What to work on: Rewrite the material below as a numbered list with no blank lines, and leave the pictures out.

Task inputs:
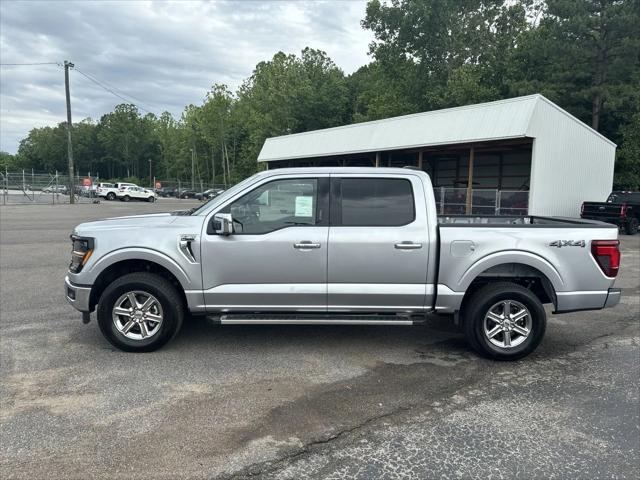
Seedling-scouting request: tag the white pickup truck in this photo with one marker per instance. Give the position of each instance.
(339, 246)
(110, 191)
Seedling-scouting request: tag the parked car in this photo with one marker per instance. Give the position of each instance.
(187, 194)
(339, 246)
(167, 192)
(56, 189)
(126, 194)
(107, 190)
(211, 193)
(621, 209)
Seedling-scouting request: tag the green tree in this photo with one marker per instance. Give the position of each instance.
(627, 176)
(444, 52)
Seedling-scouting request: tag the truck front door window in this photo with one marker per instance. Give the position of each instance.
(377, 202)
(275, 205)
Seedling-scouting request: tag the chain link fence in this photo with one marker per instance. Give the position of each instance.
(42, 188)
(453, 201)
(28, 187)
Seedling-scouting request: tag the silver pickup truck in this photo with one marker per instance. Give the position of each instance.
(338, 246)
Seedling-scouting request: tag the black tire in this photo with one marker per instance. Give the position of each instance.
(477, 307)
(172, 308)
(631, 226)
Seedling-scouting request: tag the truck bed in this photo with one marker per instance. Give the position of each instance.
(521, 221)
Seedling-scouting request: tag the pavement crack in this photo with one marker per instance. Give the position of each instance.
(309, 447)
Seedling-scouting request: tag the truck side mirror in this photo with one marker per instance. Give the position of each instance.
(222, 224)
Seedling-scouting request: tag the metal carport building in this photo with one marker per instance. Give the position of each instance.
(512, 156)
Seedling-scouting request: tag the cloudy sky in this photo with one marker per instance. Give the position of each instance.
(162, 55)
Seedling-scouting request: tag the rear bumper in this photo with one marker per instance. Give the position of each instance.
(613, 298)
(77, 296)
(592, 300)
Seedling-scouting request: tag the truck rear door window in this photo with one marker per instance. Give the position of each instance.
(376, 202)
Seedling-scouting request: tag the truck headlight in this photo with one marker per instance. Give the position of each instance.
(80, 253)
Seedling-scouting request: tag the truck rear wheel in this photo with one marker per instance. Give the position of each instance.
(140, 312)
(504, 321)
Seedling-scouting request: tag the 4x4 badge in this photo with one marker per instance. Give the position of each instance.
(568, 243)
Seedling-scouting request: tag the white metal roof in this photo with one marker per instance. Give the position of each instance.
(499, 120)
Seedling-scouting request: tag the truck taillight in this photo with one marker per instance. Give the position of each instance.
(623, 210)
(607, 256)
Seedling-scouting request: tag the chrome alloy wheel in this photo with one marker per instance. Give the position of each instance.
(507, 324)
(137, 315)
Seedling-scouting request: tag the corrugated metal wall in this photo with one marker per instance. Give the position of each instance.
(486, 121)
(570, 163)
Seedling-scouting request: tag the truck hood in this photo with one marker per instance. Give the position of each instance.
(134, 222)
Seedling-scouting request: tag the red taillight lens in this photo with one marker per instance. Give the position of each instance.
(607, 256)
(623, 210)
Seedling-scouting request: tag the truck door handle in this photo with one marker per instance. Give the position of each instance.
(408, 246)
(306, 245)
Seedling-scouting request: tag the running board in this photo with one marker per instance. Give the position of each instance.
(317, 319)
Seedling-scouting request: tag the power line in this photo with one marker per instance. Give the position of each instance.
(28, 64)
(110, 90)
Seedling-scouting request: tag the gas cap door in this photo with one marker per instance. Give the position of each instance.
(462, 248)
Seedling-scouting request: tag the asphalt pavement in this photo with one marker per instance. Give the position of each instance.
(300, 401)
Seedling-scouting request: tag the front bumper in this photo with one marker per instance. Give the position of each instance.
(77, 296)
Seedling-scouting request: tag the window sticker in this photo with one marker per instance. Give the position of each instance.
(304, 207)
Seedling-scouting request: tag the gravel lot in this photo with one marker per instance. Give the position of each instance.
(300, 402)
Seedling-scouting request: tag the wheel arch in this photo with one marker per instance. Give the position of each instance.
(122, 267)
(539, 277)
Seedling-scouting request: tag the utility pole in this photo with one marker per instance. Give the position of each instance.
(69, 146)
(193, 163)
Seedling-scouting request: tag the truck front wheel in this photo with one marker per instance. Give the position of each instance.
(504, 321)
(140, 312)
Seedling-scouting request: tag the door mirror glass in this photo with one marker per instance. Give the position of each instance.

The result:
1. Seedling-scouting request: tag the white pickup truck in this photo with one marker per instance. Give the position of each instance.
2. (339, 246)
3. (110, 191)
4. Seedling-scouting request: tag the parked car in this photo with one marker per instance. Give the position of each instance.
5. (187, 194)
6. (339, 246)
7. (167, 192)
8. (56, 189)
9. (126, 194)
10. (107, 190)
11. (211, 193)
12. (621, 209)
13. Seedling-scouting request: tag the green tree in this photo with one marker per instance. Give the position of each instance.
14. (627, 176)
15. (444, 52)
16. Seedling-scouting request: tag the truck front door window in this photo with one marker per instance. Give the position of each instance.
17. (377, 202)
18. (275, 205)
19. Seedling-scouting request: tag the chain link fence in this photo with one marker per instance. Give the position of each instance.
20. (42, 188)
21. (453, 201)
22. (28, 187)
23. Seedling-scouting request: tag the silver pickup truck in this photo with one marker per instance. Give the position of each instance.
24. (338, 246)
25. Seedling-scouting request: tag the black tire in this photo with one marker per instance. Give the position of each instance.
26. (477, 307)
27. (172, 308)
28. (631, 226)
29. Seedling-scouting request: tag the truck bed in this photo with one marker per instance. Give the position of each instance.
30. (521, 221)
31. Seedling-scouting request: tag the pavement crack in this photo with one marker per instance. Give the position of each instance.
32. (309, 447)
33. Seedling-scouting request: tag the truck side mirror in this photo with one marker per instance. Give the position of each instance.
34. (222, 224)
35. Seedling-scouting request: tag the metal carport building in this photo with one marker per instance. Give the position of each instance.
36. (512, 156)
37. Seedling-scouting request: tag the cloudy sky in this photo with one marker per instance. Give the position of each instance.
38. (162, 55)
39. Seedling-scouting request: tag the rear bumper in this photo with one marker per instance. Give the position of each instance.
40. (613, 298)
41. (77, 296)
42. (592, 300)
43. Seedling-scouting request: tag the truck rear door window in this photo with one marker per instance. Give the position of each instance.
44. (376, 202)
45. Seedling-scouting request: tag the truck headlight in this photo with one marker per instance. Give the position of each instance.
46. (80, 253)
47. Seedling-scouting request: tag the truck rear wheel in this photo with one marker per instance. Give the position of each instance.
48. (140, 312)
49. (504, 321)
50. Seedling-scouting request: tag the 4x4 badge in this photo with one marker per instance. Give the position of each instance.
51. (568, 243)
52. Seedling-scouting request: tag the white metal roof in this photo with one marker per instance. Give the position of each instance.
53. (499, 120)
54. Seedling-scouting request: tag the truck taillight in this photo with one marker per instance. Give the position of each instance.
55. (623, 210)
56. (607, 256)
57. Seedling-scouting request: tag the chrome alloy wheel in this photo with one marker per instance. Give the position of each instance.
58. (507, 324)
59. (137, 315)
60. Seedling-scouting request: tag the corrugated metal wall in this photo with one marker per instance. Give the position of each instance.
61. (486, 121)
62. (570, 163)
63. Seedling-scouting request: tag the truck hood in this photo with one marker per instance. Give the position of each instance.
64. (134, 222)
65. Seedling-scouting request: tag the red taillight lens in this photo with one marker per instance. Give the position of each instance.
66. (607, 256)
67. (623, 210)
68. Seedling-scouting request: tag the truck door handle in this photo with one marker per instance. Give the position of each instance.
69. (408, 246)
70. (306, 245)
71. Seedling-scouting request: tag the running board in this photo with one marker per instance. Give the position of each instance.
72. (317, 319)
73. Seedling-scouting request: tag the power line in this photo with one marker per instance. Give the position of each instance.
74. (28, 64)
75. (110, 90)
76. Seedling-scouting request: tag the gas cap door in this photo with one marker per instance. Give the position of each instance.
77. (462, 248)
78. Seedling-scouting request: tag the asphalt pavement in this photo with one marker per instance. Give the position of each instance.
79. (300, 401)
80. Seedling-scouting request: tag the front bumper in this photo with one marker per instance. Give the position of each instance.
81. (77, 296)
82. Seedling-scouting request: tag the window sticker in this photo with one marker per instance. Give the position of each instance.
83. (304, 207)
84. Seedling-scouting request: tag the gravel lot in this photo with one marker per instance. Give the position of each instance.
85. (300, 402)
86. Seedling-scouting request: tag the wheel arch in this photo with one marker per instance. Give the position of each instance.
87. (122, 267)
88. (539, 277)
89. Seedling-scouting request: tag the utility pole in this photo with one marker per instance. Give the position of each instance.
90. (69, 146)
91. (193, 163)
92. Seedling-scouting request: tag the truck front wheel in this photo with one marker per instance. Give the position of each instance.
93. (504, 321)
94. (140, 312)
95. Seedling-scouting request: tag the door mirror glass in this photo with one marker per instance. Give the position of each instance.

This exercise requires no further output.